DIRECTIVE:
Starting at the line that has "tag the house" and stopping after the line that has "Target: house", write those lines out again with "house" renamed to "cabin" and nothing else changed.

DATA FOR PROCESSING:
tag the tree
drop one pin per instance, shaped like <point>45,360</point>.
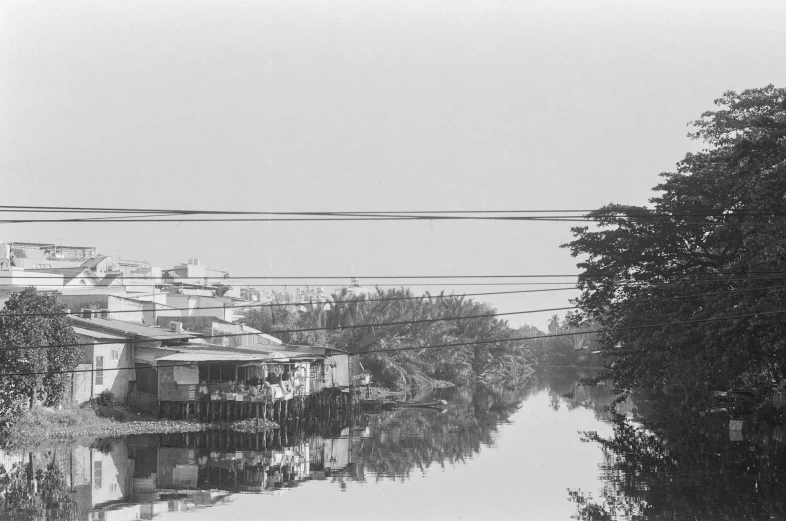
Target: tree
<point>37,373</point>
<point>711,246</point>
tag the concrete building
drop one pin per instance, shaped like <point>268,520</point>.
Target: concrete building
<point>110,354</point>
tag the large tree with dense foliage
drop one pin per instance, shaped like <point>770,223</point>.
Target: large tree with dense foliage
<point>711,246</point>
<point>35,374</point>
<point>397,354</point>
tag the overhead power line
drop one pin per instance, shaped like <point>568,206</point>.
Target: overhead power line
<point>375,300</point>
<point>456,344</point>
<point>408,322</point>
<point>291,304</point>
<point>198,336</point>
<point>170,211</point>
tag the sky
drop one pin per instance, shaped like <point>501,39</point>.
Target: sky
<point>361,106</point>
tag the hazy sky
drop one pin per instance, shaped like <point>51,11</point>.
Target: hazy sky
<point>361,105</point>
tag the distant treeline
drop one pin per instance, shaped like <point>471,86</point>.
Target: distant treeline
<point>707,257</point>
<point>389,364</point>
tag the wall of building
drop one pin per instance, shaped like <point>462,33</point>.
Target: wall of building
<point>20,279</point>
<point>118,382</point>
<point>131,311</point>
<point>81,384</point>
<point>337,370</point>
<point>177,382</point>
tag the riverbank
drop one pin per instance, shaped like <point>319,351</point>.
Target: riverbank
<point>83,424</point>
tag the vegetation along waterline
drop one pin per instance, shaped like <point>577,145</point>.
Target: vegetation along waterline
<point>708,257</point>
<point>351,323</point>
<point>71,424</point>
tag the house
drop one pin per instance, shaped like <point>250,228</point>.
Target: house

==

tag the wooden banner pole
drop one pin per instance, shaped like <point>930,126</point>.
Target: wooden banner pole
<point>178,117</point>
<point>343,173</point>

ANSWER TO THE PROBLEM:
tag the cabin
drop one pin per instance, shaped like <point>250,228</point>.
Target: cabin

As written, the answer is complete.